- Theatrical release poster
- Directed by: Rob VanAlkemade
- Produced by: Morgan Spurlock Peter Hutchison Stacey Offman
- Starring: Bill Talen
- Music by: Steve Horowitz Wade Tonken William Moses
- Distributed by: Warrior Poets
- Release date: 2007;
- Running time: 90 minutes
- Country: United States
- Language: English

= What Would Jesus Buy? =

What Would Jesus Buy? is a 2007 documentary film produced by Morgan Spurlock and directed by Rob VanAlkemade. The title is a take-off on the phrase, "what would Jesus do?". The film debuted on the festival circuit on March 11, 2007, at the South By Southwest (SXSW) conference in Austin, Texas. It went into general U.S. release on November 16, 2007.

The film follows the exploits of the satirical group Reverend Billy and the Church of Stop Shopping. Although founded as a performance collective rather than an actual religious organization, members of the group express spiritual viewpoints against excessive consumerism and materialism, particularly in the context of Christmas. The aforementioned Reverend Billy, played by social activist Bill Talen, is intended by its non-Christian performer not as parody but as a living example of past radical preachers.

* Provided information:
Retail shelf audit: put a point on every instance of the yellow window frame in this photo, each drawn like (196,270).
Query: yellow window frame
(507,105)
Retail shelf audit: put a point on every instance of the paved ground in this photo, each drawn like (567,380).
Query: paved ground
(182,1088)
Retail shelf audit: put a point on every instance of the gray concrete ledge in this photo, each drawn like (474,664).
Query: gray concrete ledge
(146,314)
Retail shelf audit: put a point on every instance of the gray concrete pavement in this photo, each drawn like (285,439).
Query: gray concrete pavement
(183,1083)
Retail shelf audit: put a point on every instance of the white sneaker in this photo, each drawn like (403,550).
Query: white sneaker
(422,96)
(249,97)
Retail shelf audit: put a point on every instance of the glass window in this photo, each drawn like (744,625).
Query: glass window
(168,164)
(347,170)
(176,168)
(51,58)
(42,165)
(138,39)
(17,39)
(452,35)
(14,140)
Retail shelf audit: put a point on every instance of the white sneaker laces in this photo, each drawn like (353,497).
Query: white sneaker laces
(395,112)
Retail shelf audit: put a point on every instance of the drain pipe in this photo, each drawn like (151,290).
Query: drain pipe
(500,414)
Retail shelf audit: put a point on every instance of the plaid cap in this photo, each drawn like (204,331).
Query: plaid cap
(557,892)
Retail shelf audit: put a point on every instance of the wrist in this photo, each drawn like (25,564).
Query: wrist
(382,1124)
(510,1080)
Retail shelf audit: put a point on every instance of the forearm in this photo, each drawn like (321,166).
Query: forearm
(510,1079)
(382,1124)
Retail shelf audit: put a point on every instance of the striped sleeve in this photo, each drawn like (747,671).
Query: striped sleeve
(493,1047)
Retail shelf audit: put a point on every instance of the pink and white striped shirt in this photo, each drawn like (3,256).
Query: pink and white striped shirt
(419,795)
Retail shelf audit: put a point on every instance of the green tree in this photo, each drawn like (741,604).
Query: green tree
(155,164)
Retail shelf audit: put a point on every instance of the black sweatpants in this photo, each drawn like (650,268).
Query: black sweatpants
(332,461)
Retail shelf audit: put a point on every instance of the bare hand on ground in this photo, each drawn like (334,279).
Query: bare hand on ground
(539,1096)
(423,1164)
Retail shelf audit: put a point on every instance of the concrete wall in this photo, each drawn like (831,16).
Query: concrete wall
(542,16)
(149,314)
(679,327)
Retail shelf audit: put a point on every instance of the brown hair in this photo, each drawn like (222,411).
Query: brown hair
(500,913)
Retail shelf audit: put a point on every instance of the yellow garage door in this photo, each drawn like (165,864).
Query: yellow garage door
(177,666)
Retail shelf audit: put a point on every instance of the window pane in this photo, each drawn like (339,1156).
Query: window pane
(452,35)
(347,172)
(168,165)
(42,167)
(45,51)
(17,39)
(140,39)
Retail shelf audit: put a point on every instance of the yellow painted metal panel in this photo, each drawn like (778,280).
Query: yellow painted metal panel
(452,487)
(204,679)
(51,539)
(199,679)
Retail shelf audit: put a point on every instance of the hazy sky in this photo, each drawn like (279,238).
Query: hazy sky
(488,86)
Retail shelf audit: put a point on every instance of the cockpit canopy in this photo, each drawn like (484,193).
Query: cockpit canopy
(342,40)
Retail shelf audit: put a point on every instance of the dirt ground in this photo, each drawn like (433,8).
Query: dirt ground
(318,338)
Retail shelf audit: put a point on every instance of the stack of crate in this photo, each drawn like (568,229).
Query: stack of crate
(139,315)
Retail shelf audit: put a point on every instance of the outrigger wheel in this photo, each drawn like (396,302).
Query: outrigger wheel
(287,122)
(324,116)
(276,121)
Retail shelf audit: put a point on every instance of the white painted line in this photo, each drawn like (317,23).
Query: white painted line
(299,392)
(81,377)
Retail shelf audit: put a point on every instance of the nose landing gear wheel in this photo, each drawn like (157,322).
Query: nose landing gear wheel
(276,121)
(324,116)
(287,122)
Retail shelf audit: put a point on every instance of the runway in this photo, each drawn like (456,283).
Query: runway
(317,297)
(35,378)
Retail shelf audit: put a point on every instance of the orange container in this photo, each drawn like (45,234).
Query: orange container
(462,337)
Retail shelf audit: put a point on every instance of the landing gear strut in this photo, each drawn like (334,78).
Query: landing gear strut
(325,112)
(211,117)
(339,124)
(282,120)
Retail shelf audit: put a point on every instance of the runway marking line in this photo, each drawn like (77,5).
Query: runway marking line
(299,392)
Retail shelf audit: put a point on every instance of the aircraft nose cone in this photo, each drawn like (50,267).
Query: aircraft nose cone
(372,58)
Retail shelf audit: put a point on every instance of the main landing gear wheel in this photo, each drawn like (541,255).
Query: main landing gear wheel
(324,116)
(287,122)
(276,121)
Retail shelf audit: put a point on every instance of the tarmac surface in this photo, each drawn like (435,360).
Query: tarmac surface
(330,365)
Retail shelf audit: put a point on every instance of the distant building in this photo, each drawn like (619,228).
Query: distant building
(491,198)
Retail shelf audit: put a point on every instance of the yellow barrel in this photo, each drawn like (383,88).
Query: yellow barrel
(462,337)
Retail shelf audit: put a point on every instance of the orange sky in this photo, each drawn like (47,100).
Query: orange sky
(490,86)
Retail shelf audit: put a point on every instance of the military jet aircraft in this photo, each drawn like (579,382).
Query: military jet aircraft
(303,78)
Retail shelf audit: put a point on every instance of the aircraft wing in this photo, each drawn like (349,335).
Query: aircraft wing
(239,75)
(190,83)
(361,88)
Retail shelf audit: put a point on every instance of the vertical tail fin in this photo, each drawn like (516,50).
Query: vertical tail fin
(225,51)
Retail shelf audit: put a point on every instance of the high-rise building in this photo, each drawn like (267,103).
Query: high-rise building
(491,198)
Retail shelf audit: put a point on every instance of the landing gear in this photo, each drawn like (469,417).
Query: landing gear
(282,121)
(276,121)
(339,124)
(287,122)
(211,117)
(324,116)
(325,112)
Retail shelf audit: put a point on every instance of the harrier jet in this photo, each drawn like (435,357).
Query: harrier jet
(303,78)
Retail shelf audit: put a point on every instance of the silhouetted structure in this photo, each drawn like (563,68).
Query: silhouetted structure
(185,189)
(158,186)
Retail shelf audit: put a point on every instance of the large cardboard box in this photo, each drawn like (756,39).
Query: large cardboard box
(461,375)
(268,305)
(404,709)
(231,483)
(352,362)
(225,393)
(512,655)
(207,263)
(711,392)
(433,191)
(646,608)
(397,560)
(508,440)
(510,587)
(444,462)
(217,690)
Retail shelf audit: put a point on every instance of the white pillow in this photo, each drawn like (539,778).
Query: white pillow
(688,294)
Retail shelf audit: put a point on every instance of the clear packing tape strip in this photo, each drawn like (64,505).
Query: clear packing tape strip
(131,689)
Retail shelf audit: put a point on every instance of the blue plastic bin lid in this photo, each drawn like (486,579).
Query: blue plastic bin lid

* Brief A:
In the film article, list every person named in the credits at the top.
* Brief B:
Print the film article from "What Would Jesus Buy? is" up to and including "November 16, 2007.".
* Brief C:
Proceed with the film article from the point where it stops.
The rows have nothing to do with the film article.

* Right answer A:
Rob VanAlkemade, Morgan Spurlock, Peter Hutchison, Stacey Offman, Bill Talen, Steve Horowitz, Wade Tonken, William Moses

* Right answer B:
What Would Jesus Buy? is a 2007 documentary film produced by Morgan Spurlock and directed by Rob VanAlkemade. The title is a take-off on the phrase, "what would Jesus do?". The film debuted on the festival circuit on March 11, 2007, at the South By Southwest (SXSW) conference in Austin, Texas. It went into general U.S. release on November 16, 2007.

* Right answer C:
== Synopsis ==
The film focuses on the issues of the commercialization of Christmas, materialism, the over-consumption in American culture, globalization, and the business practices of large corporations, as well as their economic and cultural effects on American society, as seen through the prism of activist and performance artist Bill Talen, who goes by the alias of "Reverend Billy", and his troupe of activists, whose street theater performances take the form of a church choir called "The Church of Stop Shopping", that sings anti-shopping and anti-corporate songs. The film follows Billy and his choir as they take a cross-country trip in the month prior to Christmas 2005, and spread their message against what they perceive as the evils of patronizing the retail outlets of several different large corporate chains.

== Crew ==
The film was produced by Morgan Spurlock, with cinematography by Alan Deutsch, Daniel Marracino, Martin Palafox, Alex Stikich and Rob VanAlkemade. The film was edited by Gavin Coleman and Stela Georgieva.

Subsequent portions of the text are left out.